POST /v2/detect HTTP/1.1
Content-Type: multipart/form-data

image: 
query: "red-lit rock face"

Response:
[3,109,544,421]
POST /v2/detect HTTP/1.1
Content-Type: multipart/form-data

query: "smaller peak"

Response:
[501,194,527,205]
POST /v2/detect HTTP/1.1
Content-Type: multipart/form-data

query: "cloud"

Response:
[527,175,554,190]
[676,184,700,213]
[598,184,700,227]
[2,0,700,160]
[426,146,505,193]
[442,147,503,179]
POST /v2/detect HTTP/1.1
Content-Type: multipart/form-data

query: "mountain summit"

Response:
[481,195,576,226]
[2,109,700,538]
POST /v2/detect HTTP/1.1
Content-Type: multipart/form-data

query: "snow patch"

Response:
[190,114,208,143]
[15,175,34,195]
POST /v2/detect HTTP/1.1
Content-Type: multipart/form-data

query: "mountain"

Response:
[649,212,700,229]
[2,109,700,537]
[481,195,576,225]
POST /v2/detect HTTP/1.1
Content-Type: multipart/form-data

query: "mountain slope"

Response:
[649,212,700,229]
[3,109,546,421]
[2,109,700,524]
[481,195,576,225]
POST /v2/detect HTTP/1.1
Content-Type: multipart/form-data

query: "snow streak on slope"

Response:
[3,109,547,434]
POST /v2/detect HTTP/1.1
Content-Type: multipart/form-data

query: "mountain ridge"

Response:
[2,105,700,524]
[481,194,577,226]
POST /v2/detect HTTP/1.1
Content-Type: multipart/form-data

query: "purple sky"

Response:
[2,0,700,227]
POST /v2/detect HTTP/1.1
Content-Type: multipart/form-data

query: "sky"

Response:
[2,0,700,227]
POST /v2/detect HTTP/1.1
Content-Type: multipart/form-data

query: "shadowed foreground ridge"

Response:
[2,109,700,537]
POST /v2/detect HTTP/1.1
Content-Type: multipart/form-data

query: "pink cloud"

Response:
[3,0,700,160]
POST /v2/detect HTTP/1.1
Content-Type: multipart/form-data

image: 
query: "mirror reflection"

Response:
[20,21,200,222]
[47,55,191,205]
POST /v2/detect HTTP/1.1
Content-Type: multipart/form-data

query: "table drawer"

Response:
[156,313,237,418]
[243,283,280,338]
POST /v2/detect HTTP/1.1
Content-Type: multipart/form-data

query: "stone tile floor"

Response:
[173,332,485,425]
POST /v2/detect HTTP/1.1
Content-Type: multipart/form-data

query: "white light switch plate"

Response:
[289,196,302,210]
━━━━━━━━
Job: Pull out every line of the data above that contains the string "snow" and copy each one in full.

Correct answer:
query: "snow patch"
query: "snow streak on slope"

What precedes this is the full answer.